PROVIDED MATERIAL START
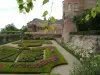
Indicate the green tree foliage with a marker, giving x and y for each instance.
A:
(88, 22)
(9, 27)
(25, 6)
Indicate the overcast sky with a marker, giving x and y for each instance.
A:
(9, 12)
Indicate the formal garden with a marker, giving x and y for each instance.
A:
(30, 57)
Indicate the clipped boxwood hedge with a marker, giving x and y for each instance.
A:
(93, 32)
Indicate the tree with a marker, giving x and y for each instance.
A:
(84, 25)
(25, 6)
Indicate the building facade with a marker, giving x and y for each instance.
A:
(72, 8)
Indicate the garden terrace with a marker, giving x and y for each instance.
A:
(31, 60)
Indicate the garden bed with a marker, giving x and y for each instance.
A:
(52, 58)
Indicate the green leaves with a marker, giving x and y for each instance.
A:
(98, 8)
(45, 24)
(45, 1)
(87, 17)
(21, 6)
(45, 13)
(93, 12)
(53, 20)
(25, 6)
(30, 5)
(20, 2)
(46, 30)
(52, 27)
(29, 1)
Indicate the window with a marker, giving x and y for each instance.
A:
(76, 7)
(69, 6)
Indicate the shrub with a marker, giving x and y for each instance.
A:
(90, 66)
(93, 32)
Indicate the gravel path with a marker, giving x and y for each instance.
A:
(64, 69)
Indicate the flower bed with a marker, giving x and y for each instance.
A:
(8, 54)
(44, 65)
(31, 56)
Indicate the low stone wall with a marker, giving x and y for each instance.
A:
(83, 45)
PROVIDED MATERIAL END
● **TASK REQUIREMENTS**:
Start with the line that contains "Indicate the flower", end with the last line of the entries, and please retype every line in that span exactly, with no others.

● **EXERCISE RESPONSE**:
Indicate the flower bed with a marker, giving x and y for each instance.
A:
(8, 54)
(44, 65)
(31, 56)
Indicate the low stone wall with a marker, giving x and y for each instance.
A:
(83, 45)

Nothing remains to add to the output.